After kids: I’m aging like cheese. Left outside.
mobster: are you wearing a wire?
me: *speaking directly into the potted plant I’m carrying* no, of course not
I hate people who make grandma mistakes.
“Don’t you mean grammar mistakes?”
*Slaps green Jello out from her hand*
I know what I said.
Twitter basically:
Person: “These socks are itchy.”
Other people:
“That’s not true. I have socks that aren’t itchy.”
“You shouldn’t generalize about socks.”
“Some people need itchy socks. Stop crapping on them.”
“First-world foot problems.”
“The real problem is shoes.”
“Sorry I was skeptical about your cough.”
-my new line of Get Well cards
The dinosaurs’ extinction is even sadder if you picture a t-rex desperately trying to wave to warn everybody but nobody can see it.
there’s a pig in my mom’s neighborhood who escapes her home to roam the neighborhood every couple days and someone will hit their community fb page like “penelope is over here eating my tomatoes” and the owner will be like “god dammit i’ll be right there”

★ ★ ★ ★ ★ ★ ★

> _What is expected_
Copy out the collection of short jokes above word for word, from beginning to end.

> _Given data_
★ ★ ★ ★ ★ ★ ★

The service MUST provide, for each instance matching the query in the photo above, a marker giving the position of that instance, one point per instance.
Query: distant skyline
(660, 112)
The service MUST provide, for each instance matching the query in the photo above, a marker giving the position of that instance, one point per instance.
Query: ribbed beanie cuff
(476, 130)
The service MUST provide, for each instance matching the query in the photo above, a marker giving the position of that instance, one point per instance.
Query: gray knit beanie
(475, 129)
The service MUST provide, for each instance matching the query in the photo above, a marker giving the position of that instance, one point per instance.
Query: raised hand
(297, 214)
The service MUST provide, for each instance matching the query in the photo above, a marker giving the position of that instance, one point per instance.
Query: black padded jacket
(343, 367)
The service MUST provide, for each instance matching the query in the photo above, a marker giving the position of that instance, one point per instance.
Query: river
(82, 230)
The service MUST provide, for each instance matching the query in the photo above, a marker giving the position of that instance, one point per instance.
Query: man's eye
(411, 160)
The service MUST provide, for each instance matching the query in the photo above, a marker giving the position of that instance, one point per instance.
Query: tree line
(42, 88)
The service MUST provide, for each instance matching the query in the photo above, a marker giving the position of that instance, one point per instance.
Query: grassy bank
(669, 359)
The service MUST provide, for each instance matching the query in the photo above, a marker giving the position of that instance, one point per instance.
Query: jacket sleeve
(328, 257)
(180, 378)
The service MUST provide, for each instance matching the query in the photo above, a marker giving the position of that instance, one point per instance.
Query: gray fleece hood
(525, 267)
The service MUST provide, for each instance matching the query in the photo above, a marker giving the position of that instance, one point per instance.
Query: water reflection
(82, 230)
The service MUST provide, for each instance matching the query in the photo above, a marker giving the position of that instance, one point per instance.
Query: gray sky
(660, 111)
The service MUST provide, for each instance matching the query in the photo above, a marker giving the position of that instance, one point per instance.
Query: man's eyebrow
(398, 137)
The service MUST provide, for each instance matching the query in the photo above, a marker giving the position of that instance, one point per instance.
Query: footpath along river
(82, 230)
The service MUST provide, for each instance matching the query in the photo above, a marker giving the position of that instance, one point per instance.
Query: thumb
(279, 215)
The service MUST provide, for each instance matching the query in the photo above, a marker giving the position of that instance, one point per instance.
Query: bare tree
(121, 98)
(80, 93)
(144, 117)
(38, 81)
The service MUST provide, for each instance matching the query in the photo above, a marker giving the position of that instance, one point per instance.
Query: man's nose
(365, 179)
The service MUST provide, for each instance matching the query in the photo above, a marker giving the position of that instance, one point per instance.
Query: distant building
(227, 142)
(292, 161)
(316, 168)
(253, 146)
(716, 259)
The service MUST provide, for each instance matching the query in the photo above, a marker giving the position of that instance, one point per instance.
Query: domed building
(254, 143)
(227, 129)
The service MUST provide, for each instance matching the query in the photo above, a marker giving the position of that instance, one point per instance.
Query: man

★ ★ ★ ★ ★ ★ ★

> _Reply to the task_
After kids: I’m aging like cheese. Left outside.
mobster: are you wearing a wire?
me: *speaking directly into the potted plant I’m carrying* no, of course not
I hate people who make grandma mistakes.
“Don’t you mean grammar mistakes?”
*Slaps green Jello out from her hand*
I know what I said.
Twitter basically:
Person: “These socks are itchy.”
Other people:
“That’s not true. I have socks that aren’t itchy.”
“You shouldn’t generalize about socks.”
“Some people need itchy socks. Stop crapping on them.”
“First-world foot problems.”
“The real problem is shoes.”
“Sorry I was skeptical about your cough.”
-my new line of Get Well cards
The dinosaurs’ extinction is even sadder if you picture a t-rex desperately trying to wave to warn everybody but nobody can see it.
there’s a pig in my mom’s neighborhood who escapes her home to roam the neighborhood every couple days and someone will hit their community fb page like “penelope is over here eating my tomatoes” and the owner will be like “god dammit i’ll be right there”